**Required task**
Rewrite the lines in the stretch from the line containing "find the garden table" through the end of the entries, replacing "marker" with "point" and changing nothing else.

**Items from a dataset**

[BEGIN]

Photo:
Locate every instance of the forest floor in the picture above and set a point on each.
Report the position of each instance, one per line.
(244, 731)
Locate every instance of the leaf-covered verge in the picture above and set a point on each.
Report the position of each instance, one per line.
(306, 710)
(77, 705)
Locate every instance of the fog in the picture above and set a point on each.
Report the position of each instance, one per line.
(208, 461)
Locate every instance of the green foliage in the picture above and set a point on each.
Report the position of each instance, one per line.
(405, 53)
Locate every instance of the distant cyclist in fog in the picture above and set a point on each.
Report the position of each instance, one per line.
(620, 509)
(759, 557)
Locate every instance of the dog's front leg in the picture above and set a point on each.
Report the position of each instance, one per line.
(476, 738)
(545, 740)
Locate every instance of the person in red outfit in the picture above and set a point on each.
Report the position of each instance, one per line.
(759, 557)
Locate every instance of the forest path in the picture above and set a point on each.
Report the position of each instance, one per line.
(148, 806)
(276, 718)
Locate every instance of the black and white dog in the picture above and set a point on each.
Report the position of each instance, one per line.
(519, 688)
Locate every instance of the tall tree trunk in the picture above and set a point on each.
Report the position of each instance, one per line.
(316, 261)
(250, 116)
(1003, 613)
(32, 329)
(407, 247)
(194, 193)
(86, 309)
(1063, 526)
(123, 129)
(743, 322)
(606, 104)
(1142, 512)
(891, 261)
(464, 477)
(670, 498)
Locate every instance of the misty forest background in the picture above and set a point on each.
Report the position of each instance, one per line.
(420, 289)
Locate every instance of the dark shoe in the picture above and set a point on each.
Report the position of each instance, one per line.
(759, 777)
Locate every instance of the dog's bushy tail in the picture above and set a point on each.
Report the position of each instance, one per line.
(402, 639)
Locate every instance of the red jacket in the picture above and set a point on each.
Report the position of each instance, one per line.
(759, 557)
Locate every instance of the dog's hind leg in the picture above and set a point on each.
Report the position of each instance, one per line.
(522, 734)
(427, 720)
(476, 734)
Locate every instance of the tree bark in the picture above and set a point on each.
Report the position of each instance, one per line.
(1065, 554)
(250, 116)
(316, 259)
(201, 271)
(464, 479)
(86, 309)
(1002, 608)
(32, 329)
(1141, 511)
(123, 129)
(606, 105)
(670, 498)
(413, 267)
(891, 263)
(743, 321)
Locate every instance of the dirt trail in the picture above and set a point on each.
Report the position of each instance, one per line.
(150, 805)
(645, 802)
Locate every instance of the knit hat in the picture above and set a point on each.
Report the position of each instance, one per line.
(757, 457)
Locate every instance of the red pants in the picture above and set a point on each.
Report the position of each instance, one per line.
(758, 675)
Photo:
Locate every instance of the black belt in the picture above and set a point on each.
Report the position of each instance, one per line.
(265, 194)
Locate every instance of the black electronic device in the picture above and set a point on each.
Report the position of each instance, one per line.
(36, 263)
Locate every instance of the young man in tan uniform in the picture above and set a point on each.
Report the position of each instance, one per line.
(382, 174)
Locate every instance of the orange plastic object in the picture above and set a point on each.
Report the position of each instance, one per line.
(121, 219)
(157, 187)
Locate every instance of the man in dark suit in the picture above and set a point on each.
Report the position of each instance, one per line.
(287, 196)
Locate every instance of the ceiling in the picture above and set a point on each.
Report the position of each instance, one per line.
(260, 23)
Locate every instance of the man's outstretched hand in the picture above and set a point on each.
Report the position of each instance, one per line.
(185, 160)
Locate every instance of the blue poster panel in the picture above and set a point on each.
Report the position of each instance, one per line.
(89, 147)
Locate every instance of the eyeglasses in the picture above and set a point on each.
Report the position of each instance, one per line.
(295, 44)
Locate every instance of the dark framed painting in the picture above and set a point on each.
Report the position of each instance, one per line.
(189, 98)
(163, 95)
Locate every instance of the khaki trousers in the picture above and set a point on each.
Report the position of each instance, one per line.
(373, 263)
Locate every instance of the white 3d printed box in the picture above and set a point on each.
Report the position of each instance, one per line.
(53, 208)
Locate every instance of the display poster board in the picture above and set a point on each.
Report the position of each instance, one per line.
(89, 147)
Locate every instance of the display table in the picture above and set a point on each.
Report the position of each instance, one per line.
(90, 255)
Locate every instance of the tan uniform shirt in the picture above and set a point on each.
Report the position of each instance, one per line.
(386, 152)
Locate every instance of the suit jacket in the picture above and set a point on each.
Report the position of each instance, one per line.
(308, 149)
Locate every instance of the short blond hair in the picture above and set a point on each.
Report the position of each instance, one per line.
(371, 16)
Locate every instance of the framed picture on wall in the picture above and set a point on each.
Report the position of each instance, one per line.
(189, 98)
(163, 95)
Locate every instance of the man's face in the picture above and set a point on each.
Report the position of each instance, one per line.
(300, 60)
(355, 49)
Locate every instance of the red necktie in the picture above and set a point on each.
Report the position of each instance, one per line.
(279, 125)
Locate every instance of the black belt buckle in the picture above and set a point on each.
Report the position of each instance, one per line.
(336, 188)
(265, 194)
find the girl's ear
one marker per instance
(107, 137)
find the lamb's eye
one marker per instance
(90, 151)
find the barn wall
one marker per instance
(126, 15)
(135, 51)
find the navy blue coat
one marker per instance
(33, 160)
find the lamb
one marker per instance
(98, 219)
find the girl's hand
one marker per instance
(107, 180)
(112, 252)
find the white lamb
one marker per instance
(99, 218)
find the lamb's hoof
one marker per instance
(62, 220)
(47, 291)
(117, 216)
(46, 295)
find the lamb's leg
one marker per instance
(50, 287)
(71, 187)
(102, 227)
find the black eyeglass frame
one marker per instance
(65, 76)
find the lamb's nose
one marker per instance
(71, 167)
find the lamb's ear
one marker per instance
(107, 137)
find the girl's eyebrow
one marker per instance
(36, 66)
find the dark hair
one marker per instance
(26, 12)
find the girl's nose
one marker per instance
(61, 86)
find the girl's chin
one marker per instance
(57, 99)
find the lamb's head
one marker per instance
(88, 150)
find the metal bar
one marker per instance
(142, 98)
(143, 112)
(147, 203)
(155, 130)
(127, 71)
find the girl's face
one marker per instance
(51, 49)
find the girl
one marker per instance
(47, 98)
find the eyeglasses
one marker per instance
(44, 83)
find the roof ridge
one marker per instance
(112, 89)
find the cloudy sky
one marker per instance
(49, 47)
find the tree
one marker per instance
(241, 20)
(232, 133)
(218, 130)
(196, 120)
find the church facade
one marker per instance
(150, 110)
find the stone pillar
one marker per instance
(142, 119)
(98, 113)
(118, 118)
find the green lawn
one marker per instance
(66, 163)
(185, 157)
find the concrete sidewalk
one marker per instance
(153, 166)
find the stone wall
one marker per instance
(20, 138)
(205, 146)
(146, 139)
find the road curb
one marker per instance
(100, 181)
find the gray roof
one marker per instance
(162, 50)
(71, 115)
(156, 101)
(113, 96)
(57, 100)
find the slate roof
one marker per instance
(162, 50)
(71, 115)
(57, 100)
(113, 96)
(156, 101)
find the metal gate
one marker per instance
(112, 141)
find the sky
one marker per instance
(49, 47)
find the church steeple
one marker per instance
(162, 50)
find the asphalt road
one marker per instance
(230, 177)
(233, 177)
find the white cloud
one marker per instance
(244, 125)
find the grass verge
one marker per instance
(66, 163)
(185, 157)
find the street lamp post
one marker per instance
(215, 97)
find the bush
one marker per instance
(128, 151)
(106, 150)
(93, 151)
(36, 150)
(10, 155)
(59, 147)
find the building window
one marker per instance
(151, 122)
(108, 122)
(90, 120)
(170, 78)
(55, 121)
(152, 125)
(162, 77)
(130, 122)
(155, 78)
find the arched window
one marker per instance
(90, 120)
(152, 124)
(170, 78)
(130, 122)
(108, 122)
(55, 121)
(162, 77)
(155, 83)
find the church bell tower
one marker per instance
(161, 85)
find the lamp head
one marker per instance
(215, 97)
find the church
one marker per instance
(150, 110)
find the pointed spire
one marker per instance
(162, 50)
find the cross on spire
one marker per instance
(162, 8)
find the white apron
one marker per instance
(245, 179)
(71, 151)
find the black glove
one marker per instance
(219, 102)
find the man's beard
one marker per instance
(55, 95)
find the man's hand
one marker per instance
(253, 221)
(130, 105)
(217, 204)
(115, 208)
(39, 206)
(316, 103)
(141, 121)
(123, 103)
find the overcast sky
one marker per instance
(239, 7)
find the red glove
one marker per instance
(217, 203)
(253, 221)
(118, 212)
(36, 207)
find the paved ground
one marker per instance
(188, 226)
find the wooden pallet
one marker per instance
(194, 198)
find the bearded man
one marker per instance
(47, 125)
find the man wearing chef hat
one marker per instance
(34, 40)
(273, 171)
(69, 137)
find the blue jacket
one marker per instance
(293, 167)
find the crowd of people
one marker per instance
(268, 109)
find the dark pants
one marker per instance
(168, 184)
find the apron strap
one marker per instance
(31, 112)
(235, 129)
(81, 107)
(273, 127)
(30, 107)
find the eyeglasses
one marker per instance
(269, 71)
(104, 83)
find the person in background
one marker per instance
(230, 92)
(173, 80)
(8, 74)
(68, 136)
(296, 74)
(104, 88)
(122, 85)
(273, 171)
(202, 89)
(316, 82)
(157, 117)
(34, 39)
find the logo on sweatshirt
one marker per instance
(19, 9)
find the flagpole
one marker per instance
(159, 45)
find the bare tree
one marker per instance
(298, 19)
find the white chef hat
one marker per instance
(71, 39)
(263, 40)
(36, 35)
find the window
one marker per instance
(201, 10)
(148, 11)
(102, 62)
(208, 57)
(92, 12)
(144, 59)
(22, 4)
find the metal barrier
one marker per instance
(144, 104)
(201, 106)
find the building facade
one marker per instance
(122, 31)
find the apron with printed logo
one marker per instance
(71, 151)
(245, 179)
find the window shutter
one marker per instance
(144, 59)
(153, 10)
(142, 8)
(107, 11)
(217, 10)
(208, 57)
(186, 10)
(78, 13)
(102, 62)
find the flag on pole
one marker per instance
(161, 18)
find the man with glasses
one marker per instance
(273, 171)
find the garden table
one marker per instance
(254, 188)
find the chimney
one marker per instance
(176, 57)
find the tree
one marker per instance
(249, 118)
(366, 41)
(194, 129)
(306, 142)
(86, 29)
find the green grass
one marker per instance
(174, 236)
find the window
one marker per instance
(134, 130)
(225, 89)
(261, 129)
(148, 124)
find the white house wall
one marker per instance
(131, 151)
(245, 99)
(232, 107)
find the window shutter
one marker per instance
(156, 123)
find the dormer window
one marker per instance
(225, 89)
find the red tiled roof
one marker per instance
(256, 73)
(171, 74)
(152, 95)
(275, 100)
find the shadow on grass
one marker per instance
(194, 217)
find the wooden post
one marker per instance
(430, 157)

[END]

**Task result**
find the garden table
one point per instance
(254, 188)
find the chimney
one point per instance
(176, 57)
find the tree
one point per instance
(249, 118)
(366, 41)
(194, 129)
(306, 142)
(86, 29)
find the green grass
one point per instance
(174, 236)
find the window
one point per instance
(134, 130)
(225, 89)
(261, 129)
(148, 124)
find the white house wall
one point per instance
(131, 151)
(245, 99)
(232, 107)
find the window shutter
one point per instance
(156, 123)
find the dormer window
one point per instance
(225, 89)
find the red tiled roof
one point per instance
(256, 73)
(171, 74)
(152, 95)
(275, 100)
find the shadow on grass
one point per instance
(194, 217)
find the wooden post
one point per instance
(430, 157)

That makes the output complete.